SOURCE DOCUMENT.
** Start **

If it was your son, would you care?
Have you looked into his eyes? My son's, I mean. The one who is having so
much trouble in your math class.
I have. When I help him at night, I see the frustration in his eyes when he
can't understand. I see him search my face, fearful of my disappointment, my
criticism when he gets the problem wrong after I've explained it so many times.
I see in his eyes the desire to give up. Around his lips I see the sadness
and creeping despair.
I watch the tension in his forehead as he tries so hard to understand. I
watch his fingers turn white as he grips his pencil tight with the hope that
this time -- this time -- the pencil won't betray him and will write the
answers correctly on the page.
Do you look at him in the classroom when you teach him? Do you look in his
eyes and see how the disappointment and frustration threaten to reach into his
soul? To break his heart? Can you see his failure harden into the foundation of
his character?
I ask you: Do you see how hard he tries? How much he wants to please? How his
self-esteem is crumbling each time he can't remember seven times eight equals
fifty six? He knows more painfully than you that he's tried to learn this five
hundred and sixty times and still forgets.
I see how hard he tries. I see it all. When I sit with him at night I can
barely continue with our homework session as I watch his freckled face struggle
to remember four times six equals twenty-four and my heart breaks into as many
pieces.
And so we try to joke and laugh. I tell him that people learn at different
speeds and different times. I tell him about his older brother who didn't learn
to read till he was eight and then, when it was his time, he learned to read in
only three months and went straight to the top of his class that year.
I tell him that some babies get toilet trained at one year, and some at two,
and some not till three or four but that you're not likely to see a
sixteen-year-old in diapers. And he laughs. I see his eyes brighten a little.
His forehead relax. And as he lets go of his tension he seems to focus more, to
remember better.
But still it is not enough. And I find myself hating the multiplication
tables for hurting my son. Division has become my enemy. Sixty four divided by
eight is simply more than I can tolerate. Eighty one divided by nine is more
than any nine-year-old should have to deal with.
And I sometimes blame you. Do you teach him well enough? Sometimes I'm angry
that you've criticized and made him feel bad. But then I think that you are
simply there to blame while I'm feeling so bad for my sweet little boy.
Do you know how sweet he is? My son.
Last night, we fought until he finally sat to do his math. Then we sat for an
hour and a half going over three times three equals nine, nine divided by three
is three. We put kidney beans on the table and made them into students in a
class, candies for each student, shekels for the store, all the things
that can be divided and multiplied, estimated and rounded. Sometimes we used a
calculator, anything to help him see the numbers again and again. Finally his
eyes turned red, his eyelids drooped and he said: "Ta, I'm too tired. Can I
go to bed now?"

** End **

DATA PROVIDED.

** Start **

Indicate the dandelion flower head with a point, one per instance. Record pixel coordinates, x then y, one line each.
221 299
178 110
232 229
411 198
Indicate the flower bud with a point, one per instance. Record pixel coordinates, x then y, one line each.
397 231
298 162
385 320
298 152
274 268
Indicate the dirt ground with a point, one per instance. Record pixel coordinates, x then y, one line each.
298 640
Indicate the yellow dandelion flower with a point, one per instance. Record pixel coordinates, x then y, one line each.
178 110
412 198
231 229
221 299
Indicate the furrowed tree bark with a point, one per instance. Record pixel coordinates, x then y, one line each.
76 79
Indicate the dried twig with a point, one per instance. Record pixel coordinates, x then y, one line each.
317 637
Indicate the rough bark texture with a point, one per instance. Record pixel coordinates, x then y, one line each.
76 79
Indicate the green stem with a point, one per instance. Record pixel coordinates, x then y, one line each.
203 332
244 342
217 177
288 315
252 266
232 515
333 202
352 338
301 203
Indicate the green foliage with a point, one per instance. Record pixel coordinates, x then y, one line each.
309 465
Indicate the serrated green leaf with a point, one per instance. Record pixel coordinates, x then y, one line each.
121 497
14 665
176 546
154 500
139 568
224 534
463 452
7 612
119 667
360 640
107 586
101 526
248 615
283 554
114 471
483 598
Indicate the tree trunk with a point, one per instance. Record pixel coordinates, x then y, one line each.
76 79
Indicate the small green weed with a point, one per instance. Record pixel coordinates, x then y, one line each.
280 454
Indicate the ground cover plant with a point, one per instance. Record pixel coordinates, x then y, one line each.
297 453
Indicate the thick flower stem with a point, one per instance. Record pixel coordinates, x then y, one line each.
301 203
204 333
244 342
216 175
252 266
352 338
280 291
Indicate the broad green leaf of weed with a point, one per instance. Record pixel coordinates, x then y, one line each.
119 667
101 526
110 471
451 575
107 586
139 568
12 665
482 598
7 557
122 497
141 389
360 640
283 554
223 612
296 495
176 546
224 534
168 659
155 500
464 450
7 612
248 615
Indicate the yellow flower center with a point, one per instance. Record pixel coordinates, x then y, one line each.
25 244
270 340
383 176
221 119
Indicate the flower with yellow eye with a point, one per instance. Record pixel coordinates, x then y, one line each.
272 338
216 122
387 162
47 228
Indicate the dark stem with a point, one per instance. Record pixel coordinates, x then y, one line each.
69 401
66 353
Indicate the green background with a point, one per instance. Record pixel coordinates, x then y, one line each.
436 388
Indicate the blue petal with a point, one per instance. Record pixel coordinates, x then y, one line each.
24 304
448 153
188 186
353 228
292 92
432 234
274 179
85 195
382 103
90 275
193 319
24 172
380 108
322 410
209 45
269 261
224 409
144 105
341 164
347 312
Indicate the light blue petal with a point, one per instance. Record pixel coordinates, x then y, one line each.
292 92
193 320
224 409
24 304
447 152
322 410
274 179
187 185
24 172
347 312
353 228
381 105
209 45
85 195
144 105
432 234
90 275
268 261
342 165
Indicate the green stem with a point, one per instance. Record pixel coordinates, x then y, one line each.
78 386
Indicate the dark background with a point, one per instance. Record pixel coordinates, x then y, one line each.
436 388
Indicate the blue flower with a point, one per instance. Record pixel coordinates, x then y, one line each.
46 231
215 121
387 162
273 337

** End **

REQUESTS.
- A) In the letter to the math teacher, how long did the older brother take to learn to read once it was his time?
- B) Extend the letter to the math teacher about a son's struggles with multiplication, starting right after its last sentence.

OUTPUTS.
- A) He learned to read in only three months.

- B)
Dressed in his pajamas he came to kiss me good night. "Y'know Ta",
he said, "I hate when I have to stop playing to do homework with you. But
then, when we do it, I like it so much I don't want to stop."
Do you know how much my heart jumped with these words, how hard I prayed last
night that you will give him a good grade on his math test this morning?
To tell you the truth I don't care if he does the problem right or wrong. It
wouldn't bother me at all if just for today seven times eight equaled fifty-four
or fifty-two or fifty-six or forty-eight. As far as I'm concerned two plus two
doesn't have to equal four if it means that my son will feel good about himself,
if he'll want to continue trying, if he'll begin to think of himself as smart
and courageous and capable.
Is five plus five really ten? Could it not be twelve just once for the sake
of my boy? For the sake of his well-being? Does math care if it is done
correctly, or is it only you? Would the numbers take offense, or is it only your
rigidity that forces five to be the impossible answer to two times two? Are
these numbers worth a life? A future?
Do you ask yourself these questions when you grade his test?
If you looked in his eyes you would? If you loved him you would?
Because, you see, love is strong enough to allow five times zero to be five
instead of zero just this once.
If it was your son, would you care?
I don't ask you to love my son as I do. Nor that you grade his papers
unfairly. I want him to do his math correctly and to understand the importance
of exactitude in all things and ways.
Only please, look into his eyes. While the numbers may not change, the way
you teach him might. Though his answers may be flawed, you'll see that his heart
is not. Though it may take time for him to learn, you'll see how very hard he
tries. And when you grade him -- do it in such a way that only the numbers are
judged and not the boy. Five plus five may always be ten, four times four is
always sixteen, but just make sure that whatever he writes, my boy does not add
up to zero in your eyes or his.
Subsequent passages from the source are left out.